Instructions to follow:
The records that follow are to be repeated exactly, with the pictures removed.

Exercise materials:

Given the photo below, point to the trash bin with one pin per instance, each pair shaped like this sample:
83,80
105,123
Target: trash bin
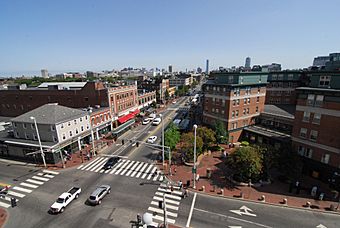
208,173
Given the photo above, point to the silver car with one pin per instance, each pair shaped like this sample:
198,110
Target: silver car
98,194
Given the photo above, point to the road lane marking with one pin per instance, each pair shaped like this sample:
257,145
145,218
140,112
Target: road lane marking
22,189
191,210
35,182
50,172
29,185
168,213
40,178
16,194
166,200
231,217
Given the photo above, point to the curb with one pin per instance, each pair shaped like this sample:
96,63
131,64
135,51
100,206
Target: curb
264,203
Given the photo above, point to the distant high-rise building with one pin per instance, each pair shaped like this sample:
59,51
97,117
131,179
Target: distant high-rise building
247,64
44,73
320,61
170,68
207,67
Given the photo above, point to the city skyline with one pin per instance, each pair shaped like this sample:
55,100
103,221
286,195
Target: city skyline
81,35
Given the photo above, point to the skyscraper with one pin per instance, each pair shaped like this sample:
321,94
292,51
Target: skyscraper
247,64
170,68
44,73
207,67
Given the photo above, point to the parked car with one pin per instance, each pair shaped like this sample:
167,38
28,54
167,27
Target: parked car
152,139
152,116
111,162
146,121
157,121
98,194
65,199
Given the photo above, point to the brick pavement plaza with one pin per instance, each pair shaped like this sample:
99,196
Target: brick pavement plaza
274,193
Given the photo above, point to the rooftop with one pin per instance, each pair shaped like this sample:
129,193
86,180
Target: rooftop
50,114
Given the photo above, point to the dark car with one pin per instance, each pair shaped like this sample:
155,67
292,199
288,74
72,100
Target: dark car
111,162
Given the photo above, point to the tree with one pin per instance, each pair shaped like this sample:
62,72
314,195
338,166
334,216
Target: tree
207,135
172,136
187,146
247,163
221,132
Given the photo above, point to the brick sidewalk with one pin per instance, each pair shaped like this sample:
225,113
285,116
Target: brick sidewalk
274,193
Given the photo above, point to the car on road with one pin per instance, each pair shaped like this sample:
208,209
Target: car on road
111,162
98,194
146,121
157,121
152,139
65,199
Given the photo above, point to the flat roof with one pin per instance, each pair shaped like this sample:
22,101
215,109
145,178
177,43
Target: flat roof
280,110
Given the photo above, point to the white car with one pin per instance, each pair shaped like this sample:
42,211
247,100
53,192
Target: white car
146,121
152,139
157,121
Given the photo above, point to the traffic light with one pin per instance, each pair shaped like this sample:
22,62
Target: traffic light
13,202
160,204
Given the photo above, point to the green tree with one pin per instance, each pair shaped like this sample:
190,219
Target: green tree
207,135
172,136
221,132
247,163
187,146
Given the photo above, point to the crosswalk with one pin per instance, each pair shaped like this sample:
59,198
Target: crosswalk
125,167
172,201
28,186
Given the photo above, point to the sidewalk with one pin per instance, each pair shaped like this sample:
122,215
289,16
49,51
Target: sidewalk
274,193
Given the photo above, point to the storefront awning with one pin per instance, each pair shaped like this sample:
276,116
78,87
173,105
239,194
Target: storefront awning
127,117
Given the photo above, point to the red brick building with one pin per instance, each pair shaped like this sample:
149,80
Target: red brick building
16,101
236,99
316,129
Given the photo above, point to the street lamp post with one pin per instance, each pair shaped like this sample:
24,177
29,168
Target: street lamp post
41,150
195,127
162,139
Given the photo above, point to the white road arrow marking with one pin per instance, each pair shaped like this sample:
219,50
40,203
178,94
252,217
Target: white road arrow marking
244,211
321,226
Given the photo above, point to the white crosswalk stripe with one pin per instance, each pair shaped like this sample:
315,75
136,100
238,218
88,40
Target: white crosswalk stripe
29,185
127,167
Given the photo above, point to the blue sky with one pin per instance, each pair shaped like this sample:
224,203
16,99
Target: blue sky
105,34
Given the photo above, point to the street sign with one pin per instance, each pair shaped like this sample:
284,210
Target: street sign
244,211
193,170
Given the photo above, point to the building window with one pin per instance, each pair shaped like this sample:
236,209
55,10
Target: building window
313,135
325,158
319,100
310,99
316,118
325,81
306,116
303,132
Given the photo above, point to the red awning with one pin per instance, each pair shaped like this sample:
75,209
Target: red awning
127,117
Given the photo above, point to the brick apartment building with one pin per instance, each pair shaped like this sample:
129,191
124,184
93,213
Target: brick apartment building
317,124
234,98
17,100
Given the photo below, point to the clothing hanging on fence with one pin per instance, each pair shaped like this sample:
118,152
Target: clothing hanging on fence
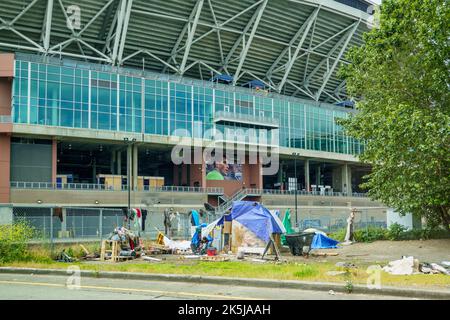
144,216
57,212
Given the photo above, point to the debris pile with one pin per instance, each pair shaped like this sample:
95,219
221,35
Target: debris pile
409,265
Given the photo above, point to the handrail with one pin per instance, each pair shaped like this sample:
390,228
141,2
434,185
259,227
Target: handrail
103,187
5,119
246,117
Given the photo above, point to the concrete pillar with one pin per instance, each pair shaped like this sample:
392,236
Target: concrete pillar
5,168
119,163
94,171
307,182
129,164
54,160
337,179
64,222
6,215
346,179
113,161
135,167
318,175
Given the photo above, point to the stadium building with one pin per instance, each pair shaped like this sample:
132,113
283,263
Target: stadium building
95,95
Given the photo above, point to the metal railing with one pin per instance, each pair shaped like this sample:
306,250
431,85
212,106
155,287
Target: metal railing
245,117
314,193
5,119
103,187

Result of the task:
Given the photo below, point to the trash bin with one pin per instance, each pair shaped like this sample:
83,80
105,123
Target: trash bin
208,173
Given the photo above, point to the silver car with one pin per instance, each pair shaped like this sample:
198,110
Target: silver car
98,194
Given the photo above, point to the road lane marking with one pin per instance, each pair shaped like this sample:
257,145
145,218
140,112
Target: road lane marking
22,189
191,210
35,182
50,172
29,185
168,213
40,178
16,194
166,200
231,217
Given the photo above, point to the curb with one pin per instance, each pair shaped like this sample:
96,63
131,64
135,51
100,206
Target: curb
264,203
Given the photo above, point to the distant high-rise building with one pin per instance, each pair shaped like this sample:
59,51
97,117
131,179
Target: distant high-rise building
247,64
44,73
320,61
170,68
207,67
Given the photo above, point to the city skyline with one pin per instance, each pair shaped like this sample:
55,100
103,221
286,195
Target: city skyline
81,35
Given the photo above, point to the skyscraper with one pin per instance, each pair shaped like this sample:
321,94
292,51
Target: skyscraper
247,64
170,68
44,73
207,67
Given the photo above, point to the parked car with one pin per instance, each pair shaped like this sample:
167,38
28,54
167,27
Target: parked car
152,139
152,116
111,162
146,121
157,121
98,194
65,199
Given the photo above, point to the brick pavement plaza with one pin per instance, each pair shaped like this sample:
99,196
Target: brick pavement plaza
274,193
Given the photo above, point to the rooftop with one pin per instance, each pair shaped like this sample:
129,193
86,180
Target: rooftop
50,114
Given the photo above, point to the dark car with one pin per instance, each pair shaped like this sample:
155,67
292,199
288,74
72,100
Target: dark car
111,162
Given the photo above, point to the tree with one pin per instance, each pair shaped like this sample:
62,72
314,195
338,166
334,216
Target: tree
207,135
172,136
187,146
247,163
221,132
Given the photo above, point to the brick sidewalk with one pin per instance, each pair shaped like this sample:
225,113
285,116
Target: brick sidewalk
274,193
Given the photo above, point to the car on road with one pin per instance, each pair shaped like this sample:
208,209
Target: car on road
111,162
98,194
146,121
157,121
152,139
65,199
Given the photo above, point to the flat roof with one pin per instance, each pair shaped like this sample:
22,101
215,109
145,178
177,43
Target: flat roof
280,110
Given the photo above, point to the white car with one pin per instance, each pair shaped like this sample:
42,211
247,100
53,192
Target: white car
146,121
152,139
157,121
Given the photo above, point to the traffic light with one pin per instance, each pair shaped like this sample:
22,62
Target: traffic light
13,202
160,204
Given the photo above, point to the green tree with one pin per instance, each pair shaped like this sample:
190,219
Target: green tree
207,135
172,136
221,132
247,163
187,146
Given the photo above, point to the crosswalk with one pin per instance, each pair shaped like this sample:
59,198
Target: crosswalk
125,167
172,201
28,186
Given the photo above, point to the sidewalk with one pin per instance, each pair shaped like this sample:
122,215
289,16
49,51
Target: sidewalk
274,193
Given the photo above, point to the storefront awning with one pin per instance, each pair shaped like this sample:
276,116
78,87
173,105
239,194
Target: storefront awning
127,117
Given the photo above, point to the red brick building with one pin per instance, each pair shaped like this sample:
149,80
Target: red brick building
16,101
236,99
316,129
Given the photo above, point to the street lamp post with one pin per instance, each pair shaped like this sample:
24,177
29,168
Target: street lamp post
41,150
195,127
162,139
Given the photo above, point to the white road arrow marking with one pin per instance, each pair shaped like this sample:
219,50
40,203
178,94
252,217
Target: white road arrow marking
244,211
321,226
Given the photo above, point to the white crosswalk stripe with one pin per instance, each pair shaped like this sample:
315,75
136,100
238,218
88,40
Target: white crosswalk stripe
29,185
127,167
Given the photo above, point to the blue sky with one pin per instance, each pair shaped like this sample:
224,203
16,99
Target: blue sky
105,34
Given the photo above, point to the street sign with one pin per instance, each pair shaped like this sample:
284,210
Target: street sign
244,211
193,170
Given the photo above, point to the building window with one pin per instance, each pair shaped like this sample:
236,209
55,10
Target: building window
313,135
325,158
319,100
310,99
316,118
325,81
306,116
303,132
Given the photo above, point to the red awning with one pin per instance, each pair shaped like this sample:
75,209
Target: red awning
127,117
Given the photo above, point to the brick apartment building with one pin per instance, each pair shaped like this sample:
129,191
124,184
93,213
Target: brick apartment building
317,124
234,98
17,100
Given the photo below, point to the clothing hanging on fence with one pin per instance, each pair shaped like this sample:
118,152
Target: clothing hanging on fence
144,216
57,212
Given the photo above, point to the debris pile with one pin per instance, each pair shaped like this sample:
95,219
221,35
Target: debris pile
409,265
Given the photo above, point to the handrail with one pin per instance, each pair shaped like this sample:
390,228
141,2
434,185
259,227
Target: handrail
103,187
5,119
246,117
Given the photo above, point to the concrete pillar with one pin per instance, each pair shaped like this sample:
392,236
Target: concrete pillar
5,168
119,163
94,171
307,182
129,164
54,160
337,179
64,222
6,215
346,179
113,161
135,167
318,175
Given the photo above, point to the stadium building with one pin per instance, each pair shaped like this sample:
132,113
283,263
Target: stadium building
95,95
Given the photo above, point to the metal railing with one pin per instance, each pair shaped like this sample:
306,250
431,85
212,106
155,287
Target: metal railing
245,117
314,193
5,119
103,187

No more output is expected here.